_REQUIRED WORK:_
a) According to the Utah Valley basketball team profile, what is the seating capacity of the team's home arena?
b) Transcribe the Utah Valley basketball team profile word for word, starting at "- Assistant coaches: Rosbie" and ending at "Athletic Conference (WAC).".

_SELECTED PASSAGE:_
WAC regular season champions

NIT, First round
- Conference: Western Athletic Conference
- Record: 25–9 (15–1 WAC)
- Head coach: Todd Phillips (2nd season);
- Associate head coach: Todd Okeson (6th season)
- Assistant coaches: Rosbie Mutcherson (2nd season); Adam Jacobsen (1st season);
- Home arena: UCCU Center (Capacity: 8,500)

= 2024–25 Utah Valley Wolverines men's basketball team =

Intercollegiate basketball season

The 2024–25 Utah Valley Wolverines men's basketball team represented Utah Valley University in the 2024–25 NCAA Division I men's basketball season. The Wolverines, led by second-year head coach Todd Phillips, played their home games at the UCCU Center in Orem, Utah, and competed as members of the Western Athletic Conference (WAC).

_INFORMATION SHOWN:_
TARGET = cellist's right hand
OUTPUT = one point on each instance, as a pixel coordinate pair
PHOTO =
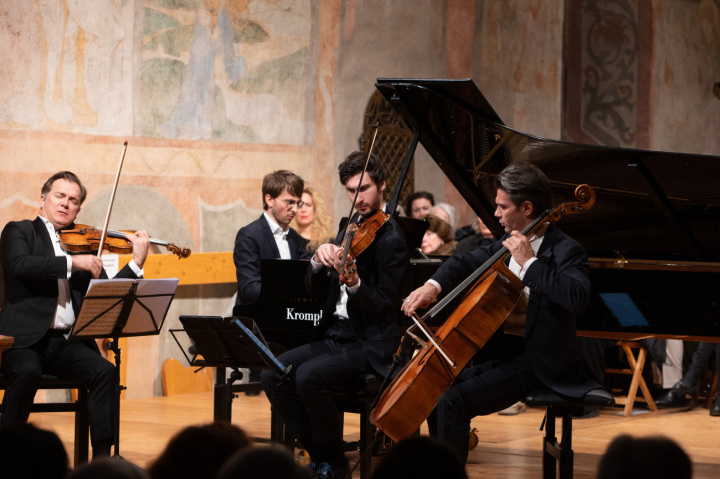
(420, 298)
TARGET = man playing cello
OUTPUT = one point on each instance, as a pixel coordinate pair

_OUTPUTS BY TASK:_
a) 8,500

b)
- Assistant coaches: Rosbie Mutcherson (2nd season); Adam Jacobsen (1st season);
- Home arena: UCCU Center (Capacity: 8,500)

= 2024–25 Utah Valley Wolverines men's basketball team =

Intercollegiate basketball season

The 2024–25 Utah Valley Wolverines men's basketball team represented Utah Valley University in the 2024–25 NCAA Division I men's basketball season. The Wolverines, led by second-year head coach Todd Phillips, played their home games at the UCCU Center in Orem, Utah, and competed as members of the Western Athletic Conference (WAC).